-- Quoted text --
⁂

In preparation for my next concert in mid-July on Maui, I decided to check out performances of the selected works on the Internet. The interpretations are much faster, crisper, and cleaner. It’s really hard to play fast, crisp, and clean —– that is, with many pianists on many different pianos.

Darius Milhaud’s Paris: Suite for 4 pianos spans different arrondissemont of Paris. I try to remember the Paris I know but I only remember Montmartre, L’ile Saint-Louis, and the Eiffel Tower from the 6 movements. I could not find a video clip of this fantastic work against the different scenes of Paris though the 2 on Youtube are sufficiently interesting. This piece is by far the most demanding of our entire 1.5 hour program.

Next, I looked for Gerald Busby’s Four! a statement for 4 pianos. Instead, I found Plucked — 15 hands on one piano. It’s a most remarkable and funny piece. If you have time to watch it, do enjoy the performance art.

Another 4 piano 8 hand piece is Wallace DePue’s 16 Pawns. It’s a short and fast one page work. No videos on the Internet. No background description. Perhaps we can get our own recording at the concert.

We will be playing two multi-hand pieces by Robert Pollock, founder and artistic director of Ebb & Flow Arts, the non-profit organization that is putting together this concert of Sunday 14th July 2012. The titles reveal just how many pianists and pianos. Five for Four. Three for Six. Answer: Five pianists on 4 pianos. Three pianos for Six hands.

I finally get to play a work of Morton Feldman, a composer I have heard much about but never studied. His “Piece for 4 Pianos” is interesting in that all pianists have the same score. It’s up to each pianist to decide when to play each note. Everything is soft. The result? a kind of rippling, echoey effect. Watch the meditative result below.

⁂

Entries from a dataset
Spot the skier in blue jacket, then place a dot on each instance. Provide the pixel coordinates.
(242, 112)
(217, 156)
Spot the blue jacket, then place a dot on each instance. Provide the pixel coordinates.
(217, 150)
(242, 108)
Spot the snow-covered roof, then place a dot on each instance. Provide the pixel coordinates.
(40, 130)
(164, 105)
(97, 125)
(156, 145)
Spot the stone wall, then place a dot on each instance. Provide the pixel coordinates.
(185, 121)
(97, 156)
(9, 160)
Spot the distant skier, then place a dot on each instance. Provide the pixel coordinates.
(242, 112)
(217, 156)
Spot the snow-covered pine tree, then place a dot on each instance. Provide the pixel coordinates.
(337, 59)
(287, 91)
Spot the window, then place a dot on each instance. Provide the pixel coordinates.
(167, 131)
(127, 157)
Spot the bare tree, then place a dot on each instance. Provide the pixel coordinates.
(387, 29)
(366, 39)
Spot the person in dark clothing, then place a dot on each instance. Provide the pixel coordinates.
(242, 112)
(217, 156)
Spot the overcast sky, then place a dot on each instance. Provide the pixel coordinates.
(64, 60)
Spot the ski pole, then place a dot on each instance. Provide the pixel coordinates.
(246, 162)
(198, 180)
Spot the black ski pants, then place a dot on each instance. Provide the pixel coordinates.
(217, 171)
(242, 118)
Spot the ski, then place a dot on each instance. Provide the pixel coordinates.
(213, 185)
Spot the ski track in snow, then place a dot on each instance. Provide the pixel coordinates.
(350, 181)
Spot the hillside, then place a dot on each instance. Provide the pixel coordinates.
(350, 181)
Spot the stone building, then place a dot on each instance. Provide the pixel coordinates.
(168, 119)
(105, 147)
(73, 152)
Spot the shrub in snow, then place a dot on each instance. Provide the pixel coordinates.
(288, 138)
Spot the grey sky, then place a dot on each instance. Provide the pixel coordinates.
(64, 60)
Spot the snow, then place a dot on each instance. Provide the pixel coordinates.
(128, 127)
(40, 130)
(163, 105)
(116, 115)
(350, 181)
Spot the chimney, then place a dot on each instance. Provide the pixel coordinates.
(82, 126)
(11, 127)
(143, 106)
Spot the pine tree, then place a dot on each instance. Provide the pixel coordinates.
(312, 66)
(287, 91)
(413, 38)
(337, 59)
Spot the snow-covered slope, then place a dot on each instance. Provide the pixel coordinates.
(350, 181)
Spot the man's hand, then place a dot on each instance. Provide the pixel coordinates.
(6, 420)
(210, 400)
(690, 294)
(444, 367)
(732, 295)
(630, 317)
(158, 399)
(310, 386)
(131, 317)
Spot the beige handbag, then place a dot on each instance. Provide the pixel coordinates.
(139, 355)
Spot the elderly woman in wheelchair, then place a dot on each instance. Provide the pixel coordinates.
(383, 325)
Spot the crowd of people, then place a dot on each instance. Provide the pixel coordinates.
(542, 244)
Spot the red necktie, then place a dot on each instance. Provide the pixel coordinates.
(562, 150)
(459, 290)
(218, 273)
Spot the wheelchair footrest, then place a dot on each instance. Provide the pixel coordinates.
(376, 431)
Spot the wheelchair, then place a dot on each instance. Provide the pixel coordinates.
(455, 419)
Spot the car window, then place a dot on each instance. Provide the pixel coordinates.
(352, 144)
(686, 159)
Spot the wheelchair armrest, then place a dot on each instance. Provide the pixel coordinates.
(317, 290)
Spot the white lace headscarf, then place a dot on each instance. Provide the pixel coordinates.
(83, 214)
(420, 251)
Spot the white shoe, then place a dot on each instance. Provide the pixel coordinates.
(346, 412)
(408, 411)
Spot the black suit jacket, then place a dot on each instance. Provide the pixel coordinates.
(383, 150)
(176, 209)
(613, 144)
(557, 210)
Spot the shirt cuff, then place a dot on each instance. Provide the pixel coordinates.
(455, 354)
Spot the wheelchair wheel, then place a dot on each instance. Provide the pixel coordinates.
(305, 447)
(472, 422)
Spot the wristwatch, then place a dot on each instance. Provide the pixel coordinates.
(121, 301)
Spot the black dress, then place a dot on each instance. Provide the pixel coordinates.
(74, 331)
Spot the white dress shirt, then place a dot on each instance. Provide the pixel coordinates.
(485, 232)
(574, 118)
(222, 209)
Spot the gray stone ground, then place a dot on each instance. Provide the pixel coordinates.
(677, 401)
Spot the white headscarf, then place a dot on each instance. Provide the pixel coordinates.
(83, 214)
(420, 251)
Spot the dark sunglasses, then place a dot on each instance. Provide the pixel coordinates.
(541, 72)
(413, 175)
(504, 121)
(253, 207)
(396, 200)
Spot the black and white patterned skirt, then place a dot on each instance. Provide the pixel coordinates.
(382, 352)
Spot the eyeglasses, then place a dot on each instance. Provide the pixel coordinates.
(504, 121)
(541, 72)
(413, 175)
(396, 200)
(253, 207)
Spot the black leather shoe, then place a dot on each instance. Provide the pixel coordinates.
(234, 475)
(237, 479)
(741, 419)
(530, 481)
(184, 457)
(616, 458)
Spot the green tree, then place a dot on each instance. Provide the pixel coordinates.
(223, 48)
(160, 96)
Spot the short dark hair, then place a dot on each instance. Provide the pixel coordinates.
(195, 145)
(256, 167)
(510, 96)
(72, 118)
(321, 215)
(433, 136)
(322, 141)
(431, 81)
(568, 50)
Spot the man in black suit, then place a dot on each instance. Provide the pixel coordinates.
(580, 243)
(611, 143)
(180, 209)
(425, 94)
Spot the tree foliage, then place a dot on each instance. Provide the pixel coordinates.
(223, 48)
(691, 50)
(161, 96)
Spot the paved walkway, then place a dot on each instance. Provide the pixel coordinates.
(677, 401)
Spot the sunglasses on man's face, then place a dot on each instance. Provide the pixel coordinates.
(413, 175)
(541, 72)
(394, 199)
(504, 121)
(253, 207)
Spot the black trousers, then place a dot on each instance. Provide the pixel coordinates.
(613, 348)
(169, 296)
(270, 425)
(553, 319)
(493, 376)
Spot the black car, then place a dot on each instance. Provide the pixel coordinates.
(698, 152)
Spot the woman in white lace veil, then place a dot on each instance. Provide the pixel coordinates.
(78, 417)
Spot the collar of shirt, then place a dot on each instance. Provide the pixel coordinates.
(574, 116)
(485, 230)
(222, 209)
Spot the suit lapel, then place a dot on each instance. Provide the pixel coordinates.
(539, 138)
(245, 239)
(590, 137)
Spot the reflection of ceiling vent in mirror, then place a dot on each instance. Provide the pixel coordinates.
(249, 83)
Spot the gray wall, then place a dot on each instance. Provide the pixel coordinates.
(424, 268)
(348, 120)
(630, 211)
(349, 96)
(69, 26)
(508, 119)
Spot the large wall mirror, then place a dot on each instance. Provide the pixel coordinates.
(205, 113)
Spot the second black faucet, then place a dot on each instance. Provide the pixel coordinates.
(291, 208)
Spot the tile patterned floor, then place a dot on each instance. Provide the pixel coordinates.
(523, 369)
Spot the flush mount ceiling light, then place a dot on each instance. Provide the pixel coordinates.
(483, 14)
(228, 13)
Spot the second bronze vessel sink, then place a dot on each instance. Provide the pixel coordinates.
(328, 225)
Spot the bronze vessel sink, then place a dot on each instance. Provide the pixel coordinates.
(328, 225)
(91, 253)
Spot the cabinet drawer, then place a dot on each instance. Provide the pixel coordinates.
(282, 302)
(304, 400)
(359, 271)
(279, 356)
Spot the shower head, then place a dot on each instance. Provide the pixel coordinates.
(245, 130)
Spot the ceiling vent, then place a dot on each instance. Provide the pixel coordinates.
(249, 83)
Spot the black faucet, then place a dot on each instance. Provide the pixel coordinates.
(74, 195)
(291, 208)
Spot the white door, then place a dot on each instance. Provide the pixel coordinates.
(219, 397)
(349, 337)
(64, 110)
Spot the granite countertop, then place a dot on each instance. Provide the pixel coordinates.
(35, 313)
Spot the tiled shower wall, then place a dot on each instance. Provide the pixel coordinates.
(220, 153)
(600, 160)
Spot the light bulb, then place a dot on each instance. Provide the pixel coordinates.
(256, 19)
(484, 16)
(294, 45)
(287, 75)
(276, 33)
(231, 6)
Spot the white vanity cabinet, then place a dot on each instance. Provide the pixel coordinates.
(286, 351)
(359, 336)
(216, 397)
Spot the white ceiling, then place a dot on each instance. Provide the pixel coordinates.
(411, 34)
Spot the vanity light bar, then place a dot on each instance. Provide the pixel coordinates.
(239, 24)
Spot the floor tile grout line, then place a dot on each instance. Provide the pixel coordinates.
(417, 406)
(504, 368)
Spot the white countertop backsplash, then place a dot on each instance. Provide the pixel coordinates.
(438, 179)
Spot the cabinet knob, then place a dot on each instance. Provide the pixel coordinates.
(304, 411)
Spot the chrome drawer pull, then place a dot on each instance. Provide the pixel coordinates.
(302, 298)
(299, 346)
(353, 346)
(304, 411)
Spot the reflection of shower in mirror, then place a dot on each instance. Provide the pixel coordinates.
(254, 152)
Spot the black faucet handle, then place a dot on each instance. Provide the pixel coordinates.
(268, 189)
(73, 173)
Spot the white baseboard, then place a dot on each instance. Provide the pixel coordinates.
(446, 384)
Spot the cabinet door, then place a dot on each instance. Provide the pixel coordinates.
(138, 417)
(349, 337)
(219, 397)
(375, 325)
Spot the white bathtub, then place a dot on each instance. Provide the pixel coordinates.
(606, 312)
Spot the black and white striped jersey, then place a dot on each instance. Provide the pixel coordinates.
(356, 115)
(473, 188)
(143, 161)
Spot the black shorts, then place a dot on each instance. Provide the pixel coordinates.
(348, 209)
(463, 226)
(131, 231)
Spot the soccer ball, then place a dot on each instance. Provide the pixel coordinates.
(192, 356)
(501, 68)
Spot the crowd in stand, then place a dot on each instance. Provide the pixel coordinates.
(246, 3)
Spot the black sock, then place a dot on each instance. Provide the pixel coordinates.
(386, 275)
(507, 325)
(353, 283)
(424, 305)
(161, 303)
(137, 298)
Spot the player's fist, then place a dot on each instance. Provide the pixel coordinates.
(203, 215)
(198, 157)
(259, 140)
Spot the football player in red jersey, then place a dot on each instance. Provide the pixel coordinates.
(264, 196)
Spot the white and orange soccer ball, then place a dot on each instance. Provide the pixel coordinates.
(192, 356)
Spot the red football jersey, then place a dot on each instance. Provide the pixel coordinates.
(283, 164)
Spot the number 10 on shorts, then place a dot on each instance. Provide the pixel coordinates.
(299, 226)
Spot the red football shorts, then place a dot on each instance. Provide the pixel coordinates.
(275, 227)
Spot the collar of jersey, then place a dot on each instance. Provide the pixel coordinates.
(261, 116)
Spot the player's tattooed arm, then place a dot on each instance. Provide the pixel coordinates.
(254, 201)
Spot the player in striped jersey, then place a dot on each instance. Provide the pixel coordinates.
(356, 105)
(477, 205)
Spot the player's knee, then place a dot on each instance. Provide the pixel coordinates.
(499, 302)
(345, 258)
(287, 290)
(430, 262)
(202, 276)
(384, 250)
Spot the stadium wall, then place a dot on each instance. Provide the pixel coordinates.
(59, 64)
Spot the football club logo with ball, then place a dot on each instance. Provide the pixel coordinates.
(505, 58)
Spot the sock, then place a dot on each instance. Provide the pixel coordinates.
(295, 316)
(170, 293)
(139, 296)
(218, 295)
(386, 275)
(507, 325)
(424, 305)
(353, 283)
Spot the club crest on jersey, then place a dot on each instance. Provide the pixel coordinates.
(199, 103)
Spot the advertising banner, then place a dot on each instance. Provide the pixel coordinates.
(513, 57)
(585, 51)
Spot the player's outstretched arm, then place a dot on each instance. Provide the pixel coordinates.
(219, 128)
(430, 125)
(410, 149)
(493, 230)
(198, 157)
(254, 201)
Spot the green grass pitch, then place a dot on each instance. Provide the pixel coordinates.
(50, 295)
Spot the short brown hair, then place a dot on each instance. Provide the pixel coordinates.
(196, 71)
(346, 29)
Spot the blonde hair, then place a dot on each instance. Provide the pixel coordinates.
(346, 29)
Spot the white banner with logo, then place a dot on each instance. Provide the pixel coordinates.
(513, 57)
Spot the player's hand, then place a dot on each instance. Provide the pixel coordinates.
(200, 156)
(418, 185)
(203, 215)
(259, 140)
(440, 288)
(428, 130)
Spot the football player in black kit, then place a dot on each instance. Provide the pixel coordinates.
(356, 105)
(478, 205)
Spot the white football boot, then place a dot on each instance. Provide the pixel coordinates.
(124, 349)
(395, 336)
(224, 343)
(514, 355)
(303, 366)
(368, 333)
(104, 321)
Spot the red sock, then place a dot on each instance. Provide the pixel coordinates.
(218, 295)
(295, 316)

⁂

-- Set exercise 1 --
Answer these questions about the concert text:
(a) Which piece is called the most demanding of the entire program?
(b) Which organization is putting together the concert?
(c) In Feldman's "Piece for 4 Pianos," what do all the pianists have in common?
-- Set exercise 2 --
Find each line in the records that contains the word "woman", and copy those lines.

-- Answer 1 --
(a) Darius Milhaud's Paris: Suite for 4 pianos.
(b) Ebb & Flow Arts.
(c) They all have the same score.

-- Answer 2 --
Spot the elderly woman in wheelchair, then place a dot on each instance. Provide the pixel coordinates.
Spot the woman in white lace veil, then place a dot on each instance. Provide the pixel coordinates.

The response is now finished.